Ordained a priest in 1969, in 1973, at the age of 36, he became the youngest “provincial” in the recent history of the Jesuits, with whom he had a conflictual relationship. It was an era of great expectations and deep conflicts, not only within the Catholic Church, shaken by the winds of change of the Second Vatican Council, but also in Argentina, a country then on the brink of an atrocious dirty war. Despite his youth, Bergoglio faced this first great challenge with steadfast determination, although not without mistakes. “My tenure as Provincial of the Jesuits was flawed at the beginning. It was crazy: I was only 36 years old! Challenging situations had to be faced and my decision-making was abrupt and personalistic,” Francis admitted in an interview with the Jesuit magazine Civiltà Cattolica in September 2013.

Jorge Bergoglio when at school

At the time, his critics portrayed him as a rigid, conservative figure opposed to progressive sectors and liberation theology. However, the most serious accusation he faced during his years as Provincial was that of being an accomplice of the military dictatorship and of having “handed over” the Jesuit priests Orlando Yorio and Francisco Jalics, who became “desaparecidos” (missing) on 23 May 1976. A throughout false accusation that gave rise to a “black legend” fed by his opponents.

The story was very different. Silently, Bergoglio did everything possible to get the military to release Yorio and Jalics. And he also helped many other people to hide or escape from that crazy Argentina, victim of State terrorism, as confirmed by Nello Scavo’s book “Bergoglio’s List: How a Young Francis Defied a Dictatorship and Saved Dozens of Lives”, and by one of the last books of Francis, “Life: My Story Through History”.

Between 1967 and 1970, Jorge Bergoglio studied theology at the Faculty of Theology of the Colegio Máximo de San José, in San Miguel District

From 1979 to 1985 he served as school principal of Colegio Máximo de San Miguel, also Jesuit, on the outskirts of Buenos Aires. He taught theology there, but he did not stay cooped up in his office. He went out to get “his feet dirty”, to preach by example.

He was multifaceted man: he washed his clothes, he cooked for everyone, he worked in the fields, even with the pigs. And he kept the doors of Colegio Maximo open to the people from the poor neighborhoods around it. Not only he organized catechesis for the children, but also soccer tournaments and even summer camps on the beach.

In 1986, confronted by the local Jesuit authorities, he asked for permission to travel to Germany. He wanted to write a thesis on the Italian naturalized-German theologian Romano Guardini (1885—1968), which he never finished.

With a determined and sometimes inscrutable character —so much so that some Jesuits nicknamed him “La Gioconda”— he incited both support and rejection. Between 1990 and 1992 he was sent as confessor to the Jesuit Residencia Mayor in Cordoba, a virtual exile. His career took a turn, however, when the then Archbishop of Buenos Aires, Cardinal Antonio Quarracino, rescued him from his exile and persuaded Pope John Paul II to appoint him first as an auxiliary bishop of Buenos Aires in 1992, and later, in 1997, as a coadjutor bishop with the right of succession, which became his great platform to the papacy.

Bergoglio in june 3rd, 1997

In 1998, when he became the first Jesuit archbishop of Buenos Aires, he again had to weather storms: first a financial scandal inherited from his predecessor, then the economic and political chaos of a defaulting Argentina. In addition, he had to face a war full of low blows started by a right wing of the Argentinean Church, linked to a conservative sector of the Roman Curia.

## WRITTEN PROBLEM:
In the passage about Jorge Bergoglio, what nickname did some Jesuits give him? Rely only on the passage about Jorge Bergoglio.

## GIVEN INFORMATION:
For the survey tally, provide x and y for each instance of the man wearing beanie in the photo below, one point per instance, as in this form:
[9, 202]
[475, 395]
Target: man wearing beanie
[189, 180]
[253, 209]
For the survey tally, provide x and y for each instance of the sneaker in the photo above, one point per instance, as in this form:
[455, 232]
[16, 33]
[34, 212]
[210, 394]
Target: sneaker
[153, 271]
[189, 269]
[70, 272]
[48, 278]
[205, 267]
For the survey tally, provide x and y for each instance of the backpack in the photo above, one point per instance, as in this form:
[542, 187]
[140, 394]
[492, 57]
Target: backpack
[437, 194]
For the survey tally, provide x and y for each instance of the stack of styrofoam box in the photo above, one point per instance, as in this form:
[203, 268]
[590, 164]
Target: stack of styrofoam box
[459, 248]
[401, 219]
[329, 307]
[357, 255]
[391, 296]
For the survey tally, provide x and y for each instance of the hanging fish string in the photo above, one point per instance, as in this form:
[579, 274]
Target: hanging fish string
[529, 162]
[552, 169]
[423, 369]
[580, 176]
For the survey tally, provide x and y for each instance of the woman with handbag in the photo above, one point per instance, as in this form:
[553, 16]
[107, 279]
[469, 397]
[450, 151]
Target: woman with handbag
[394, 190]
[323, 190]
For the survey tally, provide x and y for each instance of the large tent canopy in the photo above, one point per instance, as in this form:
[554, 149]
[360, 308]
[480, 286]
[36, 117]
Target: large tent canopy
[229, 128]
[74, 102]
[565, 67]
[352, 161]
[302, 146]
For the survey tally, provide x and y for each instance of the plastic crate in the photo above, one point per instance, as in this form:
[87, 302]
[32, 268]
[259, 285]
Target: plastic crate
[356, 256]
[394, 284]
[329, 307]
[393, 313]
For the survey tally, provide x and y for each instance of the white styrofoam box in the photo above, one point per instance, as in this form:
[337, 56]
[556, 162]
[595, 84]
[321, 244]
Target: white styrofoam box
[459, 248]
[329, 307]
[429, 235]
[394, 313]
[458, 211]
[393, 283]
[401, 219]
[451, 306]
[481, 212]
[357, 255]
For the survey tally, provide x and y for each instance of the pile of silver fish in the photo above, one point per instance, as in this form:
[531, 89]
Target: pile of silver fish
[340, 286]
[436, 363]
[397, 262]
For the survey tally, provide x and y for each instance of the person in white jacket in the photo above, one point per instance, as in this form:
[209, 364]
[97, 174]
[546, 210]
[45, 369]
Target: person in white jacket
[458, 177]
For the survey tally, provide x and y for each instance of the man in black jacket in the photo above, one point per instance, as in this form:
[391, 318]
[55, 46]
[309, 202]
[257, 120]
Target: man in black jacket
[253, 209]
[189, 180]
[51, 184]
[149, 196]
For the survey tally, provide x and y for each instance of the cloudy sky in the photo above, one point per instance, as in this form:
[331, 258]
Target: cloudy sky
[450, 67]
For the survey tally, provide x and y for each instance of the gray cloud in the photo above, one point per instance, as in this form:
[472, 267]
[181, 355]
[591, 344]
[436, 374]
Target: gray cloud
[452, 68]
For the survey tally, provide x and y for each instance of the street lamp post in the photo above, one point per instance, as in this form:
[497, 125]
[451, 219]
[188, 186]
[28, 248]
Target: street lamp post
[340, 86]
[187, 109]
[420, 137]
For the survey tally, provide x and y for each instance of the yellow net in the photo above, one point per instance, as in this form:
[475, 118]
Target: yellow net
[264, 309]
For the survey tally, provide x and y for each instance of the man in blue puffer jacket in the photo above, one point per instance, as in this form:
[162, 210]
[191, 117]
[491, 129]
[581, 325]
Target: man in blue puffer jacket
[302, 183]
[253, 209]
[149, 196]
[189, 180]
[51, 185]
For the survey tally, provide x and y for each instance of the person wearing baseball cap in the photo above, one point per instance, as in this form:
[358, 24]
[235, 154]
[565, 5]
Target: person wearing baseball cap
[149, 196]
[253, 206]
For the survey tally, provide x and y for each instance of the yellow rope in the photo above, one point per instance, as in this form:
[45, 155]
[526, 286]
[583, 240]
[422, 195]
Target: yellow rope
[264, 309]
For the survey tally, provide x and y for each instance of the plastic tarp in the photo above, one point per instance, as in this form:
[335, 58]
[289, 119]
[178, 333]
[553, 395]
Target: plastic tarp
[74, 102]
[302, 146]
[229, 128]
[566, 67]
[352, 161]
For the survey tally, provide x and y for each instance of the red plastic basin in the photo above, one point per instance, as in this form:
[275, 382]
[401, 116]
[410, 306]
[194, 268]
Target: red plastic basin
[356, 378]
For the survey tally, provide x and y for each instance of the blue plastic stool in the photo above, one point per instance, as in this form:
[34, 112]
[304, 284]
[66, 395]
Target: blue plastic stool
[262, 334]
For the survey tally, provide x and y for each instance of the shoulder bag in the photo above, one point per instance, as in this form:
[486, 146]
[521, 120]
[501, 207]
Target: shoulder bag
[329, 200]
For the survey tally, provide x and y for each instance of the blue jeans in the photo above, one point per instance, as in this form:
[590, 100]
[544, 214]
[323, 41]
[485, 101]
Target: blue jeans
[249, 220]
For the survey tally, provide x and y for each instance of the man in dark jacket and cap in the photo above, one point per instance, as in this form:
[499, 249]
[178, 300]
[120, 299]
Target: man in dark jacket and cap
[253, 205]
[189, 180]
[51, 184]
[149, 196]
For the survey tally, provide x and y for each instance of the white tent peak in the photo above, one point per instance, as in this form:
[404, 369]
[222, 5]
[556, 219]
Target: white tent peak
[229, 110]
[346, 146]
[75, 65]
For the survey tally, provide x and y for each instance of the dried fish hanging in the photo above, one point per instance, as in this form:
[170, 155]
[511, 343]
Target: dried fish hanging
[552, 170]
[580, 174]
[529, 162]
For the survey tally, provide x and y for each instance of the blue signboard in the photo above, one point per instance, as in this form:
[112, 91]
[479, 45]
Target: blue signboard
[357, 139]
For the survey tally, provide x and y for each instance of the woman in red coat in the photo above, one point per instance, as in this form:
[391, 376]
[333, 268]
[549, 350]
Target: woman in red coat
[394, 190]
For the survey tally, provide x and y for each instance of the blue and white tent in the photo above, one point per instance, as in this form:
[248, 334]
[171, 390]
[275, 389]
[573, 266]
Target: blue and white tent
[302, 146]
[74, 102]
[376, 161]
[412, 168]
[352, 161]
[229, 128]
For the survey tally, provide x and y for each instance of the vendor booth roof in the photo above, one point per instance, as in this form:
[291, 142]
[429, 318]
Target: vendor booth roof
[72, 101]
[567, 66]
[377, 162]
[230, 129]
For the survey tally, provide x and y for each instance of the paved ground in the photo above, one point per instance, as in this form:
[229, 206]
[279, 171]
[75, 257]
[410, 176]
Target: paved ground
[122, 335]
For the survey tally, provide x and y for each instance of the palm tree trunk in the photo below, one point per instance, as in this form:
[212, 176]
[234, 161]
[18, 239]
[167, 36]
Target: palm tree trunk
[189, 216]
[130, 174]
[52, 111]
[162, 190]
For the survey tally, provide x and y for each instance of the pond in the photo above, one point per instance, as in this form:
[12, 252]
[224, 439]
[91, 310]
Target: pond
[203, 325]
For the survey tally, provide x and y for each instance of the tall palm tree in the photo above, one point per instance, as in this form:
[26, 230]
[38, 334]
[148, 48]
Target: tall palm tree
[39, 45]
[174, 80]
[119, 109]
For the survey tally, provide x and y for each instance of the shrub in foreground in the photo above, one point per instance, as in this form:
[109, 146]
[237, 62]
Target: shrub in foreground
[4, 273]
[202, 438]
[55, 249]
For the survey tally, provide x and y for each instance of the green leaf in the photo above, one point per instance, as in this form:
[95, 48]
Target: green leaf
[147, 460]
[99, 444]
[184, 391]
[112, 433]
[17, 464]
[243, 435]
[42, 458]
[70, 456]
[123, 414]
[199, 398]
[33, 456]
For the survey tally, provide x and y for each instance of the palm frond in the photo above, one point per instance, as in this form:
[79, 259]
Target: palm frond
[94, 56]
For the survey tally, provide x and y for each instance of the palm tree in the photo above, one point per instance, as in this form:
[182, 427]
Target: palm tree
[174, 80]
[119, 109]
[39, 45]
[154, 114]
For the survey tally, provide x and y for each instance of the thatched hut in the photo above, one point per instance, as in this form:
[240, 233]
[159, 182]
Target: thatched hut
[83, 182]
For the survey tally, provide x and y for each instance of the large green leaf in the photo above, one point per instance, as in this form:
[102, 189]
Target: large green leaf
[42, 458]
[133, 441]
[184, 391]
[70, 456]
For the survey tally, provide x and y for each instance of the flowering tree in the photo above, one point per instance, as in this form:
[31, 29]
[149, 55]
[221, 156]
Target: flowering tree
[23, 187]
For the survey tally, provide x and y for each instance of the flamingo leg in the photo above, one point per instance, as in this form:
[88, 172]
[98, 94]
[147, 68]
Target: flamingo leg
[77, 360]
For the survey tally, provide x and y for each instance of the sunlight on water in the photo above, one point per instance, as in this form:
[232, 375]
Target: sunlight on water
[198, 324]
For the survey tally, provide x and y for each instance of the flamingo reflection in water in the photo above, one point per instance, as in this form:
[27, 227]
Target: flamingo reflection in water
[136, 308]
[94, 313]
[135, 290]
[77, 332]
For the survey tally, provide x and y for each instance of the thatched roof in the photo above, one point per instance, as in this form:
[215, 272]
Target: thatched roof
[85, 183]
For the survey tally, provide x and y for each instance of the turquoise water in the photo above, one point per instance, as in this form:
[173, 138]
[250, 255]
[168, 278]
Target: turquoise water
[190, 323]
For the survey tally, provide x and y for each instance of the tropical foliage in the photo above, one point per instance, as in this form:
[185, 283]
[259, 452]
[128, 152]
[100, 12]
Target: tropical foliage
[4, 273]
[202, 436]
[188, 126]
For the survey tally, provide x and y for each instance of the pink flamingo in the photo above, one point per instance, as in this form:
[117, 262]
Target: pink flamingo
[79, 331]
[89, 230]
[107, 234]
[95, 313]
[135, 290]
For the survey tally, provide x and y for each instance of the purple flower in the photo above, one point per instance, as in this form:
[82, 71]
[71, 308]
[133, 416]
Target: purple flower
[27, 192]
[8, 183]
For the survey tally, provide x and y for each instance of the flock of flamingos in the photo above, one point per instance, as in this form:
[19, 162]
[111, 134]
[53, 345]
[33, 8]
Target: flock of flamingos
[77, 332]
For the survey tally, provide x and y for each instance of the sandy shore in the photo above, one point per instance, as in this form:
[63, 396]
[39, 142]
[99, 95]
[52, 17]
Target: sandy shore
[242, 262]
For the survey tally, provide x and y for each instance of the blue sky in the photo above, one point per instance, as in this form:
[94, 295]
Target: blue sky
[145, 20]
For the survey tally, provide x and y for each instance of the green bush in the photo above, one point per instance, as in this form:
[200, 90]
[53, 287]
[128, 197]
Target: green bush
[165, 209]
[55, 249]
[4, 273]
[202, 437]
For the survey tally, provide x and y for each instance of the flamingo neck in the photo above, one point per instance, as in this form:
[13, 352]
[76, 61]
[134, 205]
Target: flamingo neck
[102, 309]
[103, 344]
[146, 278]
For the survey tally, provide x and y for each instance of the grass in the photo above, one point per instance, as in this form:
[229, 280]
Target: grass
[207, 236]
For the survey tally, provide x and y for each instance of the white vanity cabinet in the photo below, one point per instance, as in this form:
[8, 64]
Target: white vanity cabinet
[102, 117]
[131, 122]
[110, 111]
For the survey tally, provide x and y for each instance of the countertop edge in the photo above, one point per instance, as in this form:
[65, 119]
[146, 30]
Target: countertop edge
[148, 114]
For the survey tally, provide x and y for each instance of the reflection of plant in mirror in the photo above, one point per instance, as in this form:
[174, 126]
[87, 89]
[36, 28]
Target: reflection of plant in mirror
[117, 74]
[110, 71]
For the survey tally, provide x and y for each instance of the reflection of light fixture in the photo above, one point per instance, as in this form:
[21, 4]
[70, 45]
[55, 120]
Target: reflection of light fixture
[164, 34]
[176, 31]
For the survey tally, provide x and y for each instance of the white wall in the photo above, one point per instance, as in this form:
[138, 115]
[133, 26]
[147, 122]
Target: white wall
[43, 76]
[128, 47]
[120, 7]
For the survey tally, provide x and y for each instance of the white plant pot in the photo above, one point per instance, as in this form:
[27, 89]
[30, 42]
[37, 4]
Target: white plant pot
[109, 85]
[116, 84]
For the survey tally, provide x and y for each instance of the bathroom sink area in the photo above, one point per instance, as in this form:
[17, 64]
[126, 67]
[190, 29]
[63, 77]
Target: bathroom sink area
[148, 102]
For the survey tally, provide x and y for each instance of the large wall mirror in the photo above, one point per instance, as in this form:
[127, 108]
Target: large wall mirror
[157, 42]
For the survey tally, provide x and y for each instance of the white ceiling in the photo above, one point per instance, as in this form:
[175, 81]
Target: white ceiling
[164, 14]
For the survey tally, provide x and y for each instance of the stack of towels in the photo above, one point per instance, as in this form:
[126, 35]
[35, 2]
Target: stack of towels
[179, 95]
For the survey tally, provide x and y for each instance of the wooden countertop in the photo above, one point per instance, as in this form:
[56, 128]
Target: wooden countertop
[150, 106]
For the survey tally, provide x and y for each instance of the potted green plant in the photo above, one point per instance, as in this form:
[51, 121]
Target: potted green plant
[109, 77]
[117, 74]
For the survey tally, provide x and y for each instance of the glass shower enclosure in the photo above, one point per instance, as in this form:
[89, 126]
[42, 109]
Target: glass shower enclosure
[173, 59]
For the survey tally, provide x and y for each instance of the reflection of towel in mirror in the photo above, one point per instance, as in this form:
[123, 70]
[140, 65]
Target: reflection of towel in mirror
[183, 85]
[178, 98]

## COMPLETE RESPONSE:
"La Gioconda"